BUT if I recall correctly the rope stretch changes based upon mass and energy.. so the amount changes here.

Also dynamic rope, again if I remember correctly, looses it stretch rather quickly when used in heavy dynamic loading situations and each drop will be different loading due to the change in stretch of rope.

Now don't use the #s above for anything serious.. as too much guess in the #s .. 

Now as it falls farther, it will be dropping faster.. 4 m would be dropping almost 9 m/s and would be around 17,000 lbs of force... and 10 m would be up to 14 m/s and 45,000 lbs of force.

Keep in mind the block at top, if the rope is going straight up and back down (at 180 degrees) is handling twice the stated load .. so at 1 m the block would have around 8,800 lbs of force.. As that angle decreases so does the impact on the block. I think 120 degrees would half that load as I recall..

Think this is right but been a long time since I did this stuff.

________________

### Directives
(A) Reproduce the post about rope loading word for word, starting at "Also dynamic rope, again" and ending at "45,000 lbs of force.".
(B) Report, copied in full, every line of the entries that contains the string "white". Uppercase and lowercase count as different.
The post about rope loading and the entries have nothing to do with each other.

(Stored records)
________________

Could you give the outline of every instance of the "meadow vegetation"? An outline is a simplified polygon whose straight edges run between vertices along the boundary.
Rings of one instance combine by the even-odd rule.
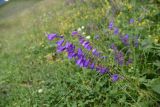
[[[1,6],[0,107],[159,107],[160,2],[117,1],[15,0]],[[93,61],[118,74],[116,81],[79,67],[66,52],[57,53],[58,39],[47,38],[56,33],[92,56],[73,31],[103,54]],[[122,62],[114,58],[115,46]]]

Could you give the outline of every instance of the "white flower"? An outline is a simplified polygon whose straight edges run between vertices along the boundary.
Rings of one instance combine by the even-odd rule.
[[[39,89],[39,90],[38,90],[38,93],[42,93],[42,92],[43,92],[43,89]]]
[[[86,36],[86,39],[90,39],[91,38],[91,36]]]
[[[80,32],[82,29],[81,28],[78,28],[78,32]]]

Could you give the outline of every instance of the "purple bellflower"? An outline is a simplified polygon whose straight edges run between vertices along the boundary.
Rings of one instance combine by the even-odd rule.
[[[115,35],[118,35],[118,33],[119,33],[119,29],[118,29],[117,27],[115,27],[115,28],[114,28],[114,34],[115,34]]]
[[[111,78],[112,78],[112,81],[115,82],[119,79],[119,76],[118,76],[118,74],[113,74],[113,75],[111,75]]]
[[[63,44],[63,42],[64,42],[64,39],[61,39],[61,40],[59,40],[59,41],[57,41],[57,46],[61,46],[62,44]]]
[[[73,31],[72,36],[76,36],[76,35],[78,35],[78,31]]]
[[[131,19],[129,20],[129,23],[130,23],[130,24],[134,23],[134,19],[131,18]]]
[[[122,41],[122,43],[124,45],[129,45],[129,36],[128,36],[128,34],[126,34],[125,36],[120,37],[120,39],[121,39],[121,41]]]
[[[112,29],[113,29],[113,25],[114,25],[114,23],[113,23],[113,21],[111,21],[111,22],[109,23],[108,28],[109,28],[110,30],[112,30]]]
[[[48,40],[53,40],[54,38],[56,38],[57,37],[57,34],[48,34]]]
[[[121,51],[118,52],[118,53],[116,53],[116,55],[115,55],[115,61],[119,65],[123,65],[124,64],[124,56],[123,56],[123,53]]]

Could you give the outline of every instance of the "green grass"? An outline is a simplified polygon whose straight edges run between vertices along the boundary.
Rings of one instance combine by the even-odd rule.
[[[145,35],[144,43],[148,35],[152,35],[148,44],[159,38],[158,33],[153,33],[154,26],[159,24],[145,19],[147,15],[158,13],[156,4],[143,5],[148,9],[147,13],[136,10],[141,2],[126,0],[123,4],[126,5],[121,7],[122,12],[114,17],[123,32],[140,32]],[[128,12],[129,4],[133,10]],[[70,33],[81,26],[85,26],[84,32],[91,36],[96,48],[108,52],[107,44],[117,39],[105,38],[108,20],[112,18],[111,14],[106,17],[107,10],[110,10],[110,4],[96,0],[70,5],[63,0],[15,0],[0,7],[0,106],[158,107],[159,74],[152,63],[159,56],[158,49],[152,53],[152,45],[135,51],[137,62],[119,72],[125,74],[127,80],[116,83],[112,83],[107,75],[77,67],[73,61],[68,61],[66,55],[52,55],[56,52],[55,43],[47,41],[46,33],[59,33],[75,42]],[[133,11],[136,12],[130,14]],[[139,15],[144,16],[141,26],[126,24],[130,17]],[[95,34],[99,34],[102,40],[95,41]],[[145,59],[139,59],[139,54]]]

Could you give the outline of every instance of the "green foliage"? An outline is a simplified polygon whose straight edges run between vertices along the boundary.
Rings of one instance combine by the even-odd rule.
[[[17,1],[12,3],[19,6]],[[66,5],[62,0],[48,0],[23,13],[4,16],[7,19],[0,20],[0,106],[158,107],[159,4],[152,0],[116,1],[111,4],[107,0],[76,0]],[[118,5],[116,14],[112,13],[112,5]],[[0,15],[4,15],[5,6]],[[135,19],[132,25],[128,24],[130,18]],[[133,52],[135,62],[117,69],[124,78],[117,82],[77,67],[65,54],[57,55],[55,43],[46,38],[47,33],[59,33],[75,42],[70,33],[85,26],[82,33],[91,36],[96,48],[108,52],[112,42],[122,47],[107,30],[111,19],[124,34],[140,34],[140,46]],[[95,35],[100,35],[100,41],[94,40]]]

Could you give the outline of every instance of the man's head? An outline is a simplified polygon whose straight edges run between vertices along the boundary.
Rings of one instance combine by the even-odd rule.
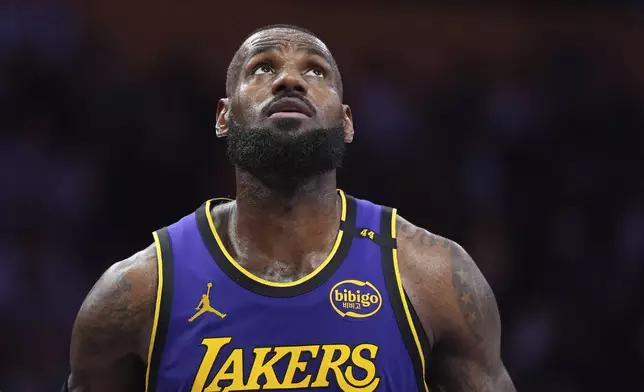
[[[258,177],[301,179],[336,169],[353,139],[351,110],[326,45],[290,25],[253,32],[228,68],[217,135],[234,165]]]

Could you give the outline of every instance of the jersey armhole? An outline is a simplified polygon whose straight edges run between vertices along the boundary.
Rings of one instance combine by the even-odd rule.
[[[174,257],[168,228],[164,227],[157,230],[152,233],[152,236],[154,237],[157,251],[158,284],[145,371],[145,392],[154,392],[157,389],[159,367],[161,366],[163,348],[168,333],[168,325],[170,324],[170,310],[174,291]]]
[[[398,249],[396,243],[396,213],[395,208],[382,207],[380,218],[380,234],[394,241],[393,248],[382,247],[382,268],[389,301],[393,308],[398,329],[402,335],[405,347],[412,361],[416,374],[418,390],[430,392],[429,351],[430,345],[420,319],[412,306],[402,285],[398,268]]]

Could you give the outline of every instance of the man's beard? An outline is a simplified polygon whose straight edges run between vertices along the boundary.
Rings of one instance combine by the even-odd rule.
[[[247,128],[231,116],[228,158],[260,179],[302,180],[342,165],[344,127],[296,130],[299,120],[278,120],[275,129]]]

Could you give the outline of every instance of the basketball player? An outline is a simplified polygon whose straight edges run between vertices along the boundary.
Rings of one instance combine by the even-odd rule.
[[[105,272],[64,390],[514,391],[470,256],[336,188],[354,127],[325,44],[294,26],[254,32],[226,94],[216,132],[236,200],[206,202]]]

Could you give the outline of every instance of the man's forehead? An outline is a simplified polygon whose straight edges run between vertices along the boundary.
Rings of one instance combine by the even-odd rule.
[[[329,52],[324,42],[320,39],[303,31],[287,28],[274,28],[259,31],[248,37],[248,39],[242,44],[242,47],[246,52],[251,51],[253,48],[265,46],[277,46],[282,50],[287,50],[289,48],[300,49],[313,47],[320,49],[322,52]]]

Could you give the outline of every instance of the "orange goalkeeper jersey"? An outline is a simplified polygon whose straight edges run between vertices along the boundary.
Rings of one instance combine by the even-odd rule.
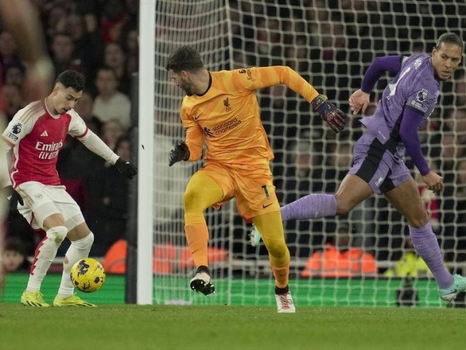
[[[276,66],[210,72],[202,95],[186,96],[181,118],[186,129],[189,161],[202,155],[205,163],[265,164],[273,159],[260,120],[255,91],[284,84],[310,102],[316,90],[289,67]]]

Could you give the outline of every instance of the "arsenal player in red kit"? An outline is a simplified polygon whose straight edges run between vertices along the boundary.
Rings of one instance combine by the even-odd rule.
[[[67,135],[76,137],[90,151],[116,167],[132,178],[134,165],[121,159],[90,130],[73,109],[84,89],[84,78],[74,71],[58,75],[52,93],[45,99],[20,110],[3,132],[0,143],[4,152],[12,149],[10,177],[12,188],[10,205],[18,210],[33,229],[46,233],[38,244],[21,304],[47,307],[40,285],[58,247],[65,237],[71,242],[63,263],[60,289],[54,306],[95,306],[74,295],[70,279],[71,266],[87,257],[94,241],[79,206],[66,191],[56,170],[58,153]]]

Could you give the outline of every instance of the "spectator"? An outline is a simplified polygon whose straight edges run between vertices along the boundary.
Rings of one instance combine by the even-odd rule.
[[[126,56],[120,44],[107,43],[103,51],[103,64],[115,72],[119,81],[118,89],[129,95],[131,79],[126,70]]]
[[[8,121],[13,118],[16,112],[24,106],[21,91],[16,85],[4,85],[1,89],[3,97],[5,99],[5,114]]]
[[[114,152],[121,159],[130,161],[130,139],[126,137],[119,138]],[[90,251],[94,256],[103,257],[126,233],[128,180],[114,170],[114,167],[103,166],[93,172],[90,180],[89,226],[99,232]]]
[[[27,261],[26,244],[19,238],[11,237],[5,245],[3,269],[7,272],[27,272],[31,264]]]
[[[69,69],[83,72],[81,62],[74,57],[75,45],[73,38],[67,33],[60,32],[53,35],[51,51],[55,73],[57,75]]]
[[[121,32],[128,23],[129,16],[121,0],[108,0],[103,8],[101,28],[102,38],[106,43],[118,41]]]
[[[25,67],[22,65],[11,65],[5,70],[3,82],[5,85],[16,85],[21,89],[24,82],[25,74]]]
[[[75,47],[74,56],[82,65],[86,79],[93,81],[102,49],[97,19],[93,14],[87,14],[84,18],[74,14],[66,19],[66,32],[71,36]]]
[[[349,228],[341,226],[322,251],[315,252],[308,260],[302,277],[353,277],[376,276],[375,258],[360,248],[352,246]]]
[[[126,129],[131,121],[131,101],[118,91],[118,84],[116,74],[111,68],[99,69],[95,80],[99,94],[94,100],[93,113],[103,123],[116,119]]]
[[[0,33],[0,60],[3,79],[10,67],[23,67],[18,57],[17,49],[18,47],[11,33],[6,31]]]

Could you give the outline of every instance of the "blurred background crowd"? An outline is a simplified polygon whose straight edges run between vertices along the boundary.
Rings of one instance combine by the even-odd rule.
[[[138,71],[138,0],[34,1],[56,75],[66,69],[82,73],[86,88],[76,106],[90,129],[123,159],[131,156],[131,76]],[[0,28],[0,73],[10,121],[31,101],[23,93],[25,67],[17,43]],[[114,167],[68,137],[58,170],[63,185],[81,207],[88,226],[98,232],[91,255],[103,256],[126,231],[127,180]],[[34,255],[43,232],[34,232],[22,216],[10,216],[14,246]],[[64,254],[66,242],[60,248]]]
[[[419,3],[419,1],[417,1]],[[421,1],[421,3],[423,3]],[[127,132],[132,125],[132,74],[138,71],[138,0],[37,0],[47,48],[56,74],[66,69],[82,73],[86,90],[76,110],[89,128],[123,159],[131,156]],[[430,52],[435,39],[447,28],[466,28],[464,1],[380,0],[288,0],[228,1],[232,49],[222,58],[223,68],[285,65],[291,67],[344,110],[350,95],[359,88],[373,58],[387,54]],[[437,14],[438,16],[433,16]],[[456,14],[456,15],[448,15]],[[163,15],[160,16],[161,17]],[[160,21],[159,21],[160,22]],[[190,31],[190,23],[180,20]],[[166,28],[157,27],[162,37]],[[466,30],[458,32],[466,39]],[[206,62],[208,67],[208,61]],[[25,68],[11,35],[0,28],[0,65],[7,115],[29,102],[22,96]],[[384,87],[382,78],[374,91],[376,101]],[[335,136],[314,117],[309,104],[284,86],[258,94],[262,119],[275,159],[273,172],[281,204],[310,192],[333,192],[351,165],[354,141],[363,132],[356,119],[347,131]],[[373,112],[371,105],[366,114]],[[177,126],[181,128],[179,119]],[[426,209],[448,261],[466,257],[466,73],[462,65],[443,84],[437,108],[420,131],[426,154],[444,177],[441,196],[425,191]],[[167,150],[168,152],[168,150]],[[409,164],[409,162],[408,162]],[[414,168],[410,164],[415,174]],[[81,206],[96,233],[93,256],[103,256],[124,237],[127,220],[127,180],[72,138],[58,160],[64,185]],[[120,189],[115,190],[115,189]],[[404,248],[410,251],[402,218],[381,198],[367,200],[352,213],[346,229],[351,244],[378,260],[397,260]],[[182,220],[179,214],[176,220]],[[235,218],[238,222],[241,219]],[[334,220],[288,222],[286,230],[292,256],[306,258],[326,244],[338,240]],[[244,251],[241,224],[232,235],[233,250]],[[31,232],[22,218],[10,218],[10,232],[32,254],[40,233]],[[178,233],[181,234],[180,233]],[[214,229],[212,236],[215,238]],[[347,239],[346,241],[348,241]],[[252,248],[249,253],[255,252]],[[266,254],[260,248],[261,254]],[[66,251],[66,245],[60,248]]]

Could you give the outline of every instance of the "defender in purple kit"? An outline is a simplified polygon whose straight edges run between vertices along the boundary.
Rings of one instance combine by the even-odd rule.
[[[384,71],[396,77],[384,90],[373,115],[361,119],[367,130],[353,150],[353,166],[336,194],[310,194],[281,208],[284,221],[345,215],[373,193],[383,194],[408,220],[416,253],[426,261],[439,285],[442,299],[452,301],[466,290],[466,278],[452,276],[429,223],[416,183],[403,161],[405,151],[428,189],[443,189],[442,177],[431,170],[422,154],[417,130],[430,115],[440,93],[441,82],[449,79],[461,62],[463,43],[454,33],[437,40],[432,54],[376,58],[363,79],[362,87],[350,97],[356,115],[364,112],[370,93]],[[260,240],[256,228],[253,245]]]

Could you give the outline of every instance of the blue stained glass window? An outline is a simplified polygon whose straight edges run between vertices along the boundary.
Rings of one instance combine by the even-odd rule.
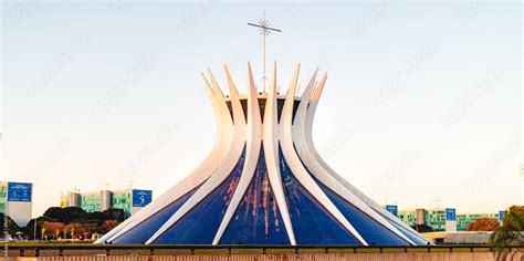
[[[198,187],[184,195],[179,199],[172,201],[166,208],[153,215],[132,230],[125,232],[114,243],[145,243],[182,205],[191,195],[197,191]]]
[[[318,181],[317,184],[369,246],[409,246],[406,240],[326,188],[323,184]]]
[[[230,176],[154,243],[211,244],[242,174],[245,147]]]
[[[360,246],[361,243],[295,179],[281,148],[279,158],[296,243]]]
[[[256,170],[221,244],[290,244],[261,149]]]

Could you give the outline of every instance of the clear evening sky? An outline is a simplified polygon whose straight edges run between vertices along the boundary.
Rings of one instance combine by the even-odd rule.
[[[261,77],[263,10],[282,88],[328,71],[314,138],[343,177],[400,209],[521,203],[517,1],[3,2],[1,179],[34,215],[129,179],[158,197],[214,142],[200,71]]]

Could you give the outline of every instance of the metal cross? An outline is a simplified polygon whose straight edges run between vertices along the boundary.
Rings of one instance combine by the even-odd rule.
[[[282,32],[282,30],[270,28],[270,21],[265,20],[265,11],[262,15],[262,19],[259,20],[259,24],[254,23],[248,23],[248,25],[255,27],[260,29],[260,33],[262,34],[262,71],[263,71],[263,79],[262,79],[262,85],[263,85],[263,92],[265,93],[265,38],[271,34],[271,31],[275,32]]]

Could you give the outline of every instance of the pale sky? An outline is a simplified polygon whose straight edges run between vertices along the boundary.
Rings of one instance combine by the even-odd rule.
[[[268,60],[289,85],[328,80],[321,155],[379,203],[494,212],[521,203],[522,3],[2,2],[1,179],[61,192],[128,187],[154,198],[210,152],[200,71],[241,92],[261,77],[263,10],[282,33]]]

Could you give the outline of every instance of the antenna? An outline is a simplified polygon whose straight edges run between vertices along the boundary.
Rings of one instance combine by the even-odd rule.
[[[265,20],[265,11],[262,14],[262,19],[259,20],[259,24],[254,23],[248,23],[248,25],[255,27],[260,29],[260,34],[262,34],[262,71],[263,71],[263,77],[262,77],[262,86],[263,86],[263,93],[265,93],[265,38],[271,34],[271,31],[275,32],[282,32],[280,29],[274,29],[270,28],[271,23],[270,20]]]

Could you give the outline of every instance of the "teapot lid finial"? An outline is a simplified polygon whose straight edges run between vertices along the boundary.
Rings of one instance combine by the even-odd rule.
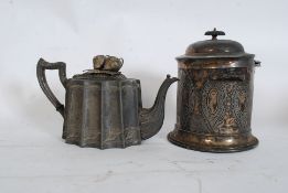
[[[122,67],[124,60],[110,55],[97,55],[93,57],[94,69],[118,72]]]
[[[97,55],[93,57],[93,69],[86,69],[82,75],[75,75],[75,78],[85,79],[124,79],[125,75],[119,72],[124,60],[110,55]]]
[[[212,35],[212,40],[217,40],[217,35],[225,35],[225,32],[217,31],[216,28],[214,28],[213,31],[205,32],[205,35]]]

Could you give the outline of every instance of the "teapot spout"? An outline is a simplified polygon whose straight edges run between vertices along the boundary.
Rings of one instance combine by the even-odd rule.
[[[149,139],[161,129],[164,119],[164,103],[167,90],[170,85],[179,81],[177,77],[167,75],[160,86],[154,104],[151,108],[142,108],[140,111],[141,139]]]

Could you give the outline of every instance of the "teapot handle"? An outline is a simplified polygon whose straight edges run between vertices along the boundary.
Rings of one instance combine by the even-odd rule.
[[[66,82],[66,64],[63,62],[56,62],[56,63],[49,63],[44,61],[43,58],[40,58],[38,62],[38,81],[40,84],[40,87],[49,98],[49,100],[53,104],[53,106],[56,108],[56,110],[64,117],[64,105],[62,105],[58,99],[55,97],[55,95],[52,93],[47,85],[46,76],[45,76],[45,69],[58,69],[58,76],[62,85],[65,87]]]

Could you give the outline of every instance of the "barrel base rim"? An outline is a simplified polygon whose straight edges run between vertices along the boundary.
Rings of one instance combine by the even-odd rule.
[[[249,133],[245,133],[243,136],[243,138],[247,138],[249,140],[247,140],[245,143],[231,143],[228,146],[217,146],[217,144],[207,144],[207,143],[203,143],[202,139],[203,136],[201,135],[195,135],[195,133],[190,133],[190,132],[185,132],[185,136],[183,137],[183,133],[179,132],[178,129],[171,131],[168,133],[167,138],[168,140],[175,144],[179,146],[181,148],[185,148],[185,149],[191,149],[191,150],[195,150],[195,151],[202,151],[202,152],[213,152],[213,153],[231,153],[231,152],[241,152],[241,151],[246,151],[246,150],[250,150],[253,148],[256,148],[259,143],[258,139],[256,137],[254,137],[250,132]],[[190,137],[193,137],[193,139],[198,139],[200,142],[195,142],[195,140],[191,140]],[[215,138],[217,138],[218,136],[215,136]],[[223,138],[223,140],[233,140],[234,136],[227,136],[227,138],[225,139],[225,137],[221,136]],[[239,137],[239,136],[237,136]],[[242,137],[241,137],[242,138]]]

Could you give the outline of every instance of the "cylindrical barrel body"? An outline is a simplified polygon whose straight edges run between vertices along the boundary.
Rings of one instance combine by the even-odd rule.
[[[169,140],[200,151],[250,149],[254,55],[179,60],[177,124]]]

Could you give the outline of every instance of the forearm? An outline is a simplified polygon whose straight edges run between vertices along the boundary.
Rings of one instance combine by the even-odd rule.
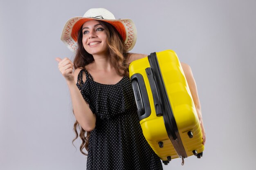
[[[95,126],[96,117],[83,97],[74,81],[67,82],[75,117],[85,131],[90,131]]]

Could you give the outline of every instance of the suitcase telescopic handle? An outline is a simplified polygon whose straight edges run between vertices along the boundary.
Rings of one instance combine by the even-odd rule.
[[[148,79],[149,82],[149,84],[151,88],[152,95],[153,96],[153,99],[154,100],[154,105],[155,106],[155,109],[157,116],[161,116],[163,115],[163,112],[161,109],[161,107],[159,101],[159,97],[157,93],[157,87],[155,85],[155,81],[154,79],[154,75],[151,68],[149,67],[146,69],[146,71],[147,73]]]

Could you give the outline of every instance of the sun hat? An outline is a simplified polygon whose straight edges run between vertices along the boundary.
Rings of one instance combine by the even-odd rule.
[[[92,8],[83,17],[70,19],[64,26],[61,40],[71,51],[74,52],[77,49],[77,34],[79,29],[85,22],[92,20],[105,21],[113,26],[120,33],[127,51],[133,48],[137,39],[137,31],[131,20],[116,19],[114,15],[106,9]]]

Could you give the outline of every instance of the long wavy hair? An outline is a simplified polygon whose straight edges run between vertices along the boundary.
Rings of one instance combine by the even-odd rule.
[[[111,64],[115,67],[117,73],[119,75],[129,77],[129,65],[126,64],[128,55],[127,49],[124,46],[124,41],[117,31],[112,25],[103,21],[99,20],[98,21],[106,31],[108,53],[110,57]],[[78,49],[73,62],[75,69],[84,68],[85,66],[94,61],[92,55],[85,51],[83,45],[82,29],[82,26],[78,33]],[[121,70],[124,71],[121,72]],[[81,81],[79,82],[79,84],[80,85]],[[74,110],[73,113],[74,114]],[[89,139],[90,132],[84,130],[76,120],[74,125],[73,128],[76,134],[76,137],[72,141],[72,143],[78,137],[78,129],[80,131],[79,136],[82,140],[82,144],[80,147],[80,152],[83,154],[87,155],[88,155],[84,152],[83,150],[85,148],[87,151],[88,150]]]

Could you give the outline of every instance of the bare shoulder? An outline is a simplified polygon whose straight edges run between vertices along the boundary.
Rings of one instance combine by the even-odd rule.
[[[74,77],[75,80],[75,82],[76,84],[77,83],[77,78],[78,77],[78,74],[80,72],[81,70],[82,70],[83,68],[78,68],[76,69],[74,71]],[[83,81],[85,82],[86,79],[86,76],[85,76],[85,73],[84,72],[83,72]]]
[[[181,65],[181,66],[182,67],[183,71],[184,71],[184,73],[185,73],[185,72],[186,72],[187,73],[190,72],[192,73],[191,68],[189,64],[182,62],[180,62],[180,64]]]
[[[128,60],[127,60],[126,63],[130,64],[133,61],[137,60],[140,59],[141,58],[144,58],[147,56],[148,55],[146,54],[128,53]]]

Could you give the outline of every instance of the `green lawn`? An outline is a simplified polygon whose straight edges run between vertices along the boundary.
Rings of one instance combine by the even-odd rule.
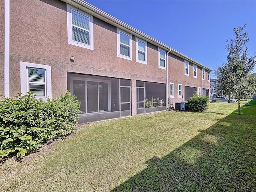
[[[33,158],[0,165],[0,191],[256,191],[256,101],[240,116],[237,108],[85,126]]]

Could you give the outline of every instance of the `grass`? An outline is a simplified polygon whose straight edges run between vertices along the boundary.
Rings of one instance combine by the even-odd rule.
[[[0,165],[0,191],[256,191],[256,101],[240,116],[237,109],[211,103],[204,113],[84,126],[33,158]]]

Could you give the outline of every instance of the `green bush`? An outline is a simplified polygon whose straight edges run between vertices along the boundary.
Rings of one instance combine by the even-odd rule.
[[[68,91],[57,99],[37,100],[32,92],[0,101],[0,157],[38,150],[49,140],[70,134],[80,103]]]
[[[188,109],[196,112],[202,112],[208,108],[210,100],[209,98],[202,95],[195,94],[188,100]]]

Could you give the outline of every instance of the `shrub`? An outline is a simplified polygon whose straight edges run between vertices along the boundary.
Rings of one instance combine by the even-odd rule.
[[[0,101],[0,157],[17,157],[75,128],[80,103],[68,91],[57,99],[37,100],[32,92]]]
[[[209,98],[202,95],[199,96],[195,94],[188,100],[188,108],[196,112],[202,112],[208,108],[210,100]]]

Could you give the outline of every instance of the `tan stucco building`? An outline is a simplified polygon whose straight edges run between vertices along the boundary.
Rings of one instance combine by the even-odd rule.
[[[208,96],[206,66],[82,0],[0,1],[0,93],[67,90],[80,122],[166,110]]]

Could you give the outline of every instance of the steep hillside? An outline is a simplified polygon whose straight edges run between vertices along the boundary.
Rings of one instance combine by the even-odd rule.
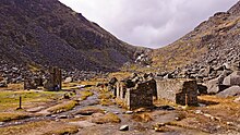
[[[130,46],[58,0],[1,0],[1,60],[62,69],[116,70]]]
[[[154,66],[175,70],[189,64],[218,66],[240,60],[240,1],[219,12],[173,44],[154,52]]]

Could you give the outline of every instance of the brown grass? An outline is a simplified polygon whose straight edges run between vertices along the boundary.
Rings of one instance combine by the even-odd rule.
[[[117,114],[110,112],[105,114],[104,116],[95,118],[92,121],[97,124],[120,123],[121,119]]]
[[[77,132],[79,127],[75,125],[53,121],[31,122],[0,128],[1,135],[65,135]]]
[[[77,101],[75,100],[65,101],[63,103],[49,108],[48,112],[60,113],[60,112],[69,111],[69,110],[72,110],[76,105],[77,105]]]
[[[20,112],[1,112],[0,113],[0,122],[8,122],[12,120],[20,120],[20,119],[26,119],[31,115],[27,113],[20,113]]]

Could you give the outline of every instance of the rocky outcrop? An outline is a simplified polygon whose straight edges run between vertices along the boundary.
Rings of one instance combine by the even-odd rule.
[[[58,0],[3,0],[0,12],[0,58],[10,63],[116,71],[144,50],[117,39]]]

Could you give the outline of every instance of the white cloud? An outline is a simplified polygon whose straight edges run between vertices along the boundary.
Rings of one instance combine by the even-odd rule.
[[[60,0],[121,40],[159,48],[238,0]]]

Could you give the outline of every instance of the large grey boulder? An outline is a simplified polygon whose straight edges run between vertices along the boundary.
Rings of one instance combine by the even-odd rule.
[[[0,87],[8,87],[7,82],[5,82],[5,81],[1,81],[1,82],[0,82]]]
[[[73,82],[72,77],[67,77],[63,83],[72,83],[72,82]]]
[[[224,75],[219,75],[217,78],[207,82],[207,94],[217,94],[223,90]]]
[[[233,73],[225,77],[223,84],[229,85],[229,86],[232,86],[232,85],[240,86],[240,71],[235,71]]]
[[[240,96],[240,86],[231,86],[217,94],[217,96],[223,98]]]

________________

### Results by task
(A)
Also dynamic rope, again if I remember correctly, looses it stretch rather quickly when used in heavy dynamic loading situations and each drop will be different loading due to the change in stretch of rope.

Now don't use the #s above for anything serious.. as too much guess in the #s .. 

Now as it falls farther, it will be dropping faster.. 4 m would be dropping almost 9 m/s and would be around 17,000 lbs of force... and 10 m would be up to 14 m/s and 45,000 lbs of force.

(B)
Could you give the outline of every instance of the "white flower"? An outline is a simplified polygon whose straight edges run between vertices along the boundary.
Could you give the outline of every instance of the white cloud? An outline is a simplified polygon whose straight edges run between vertices along the boundary.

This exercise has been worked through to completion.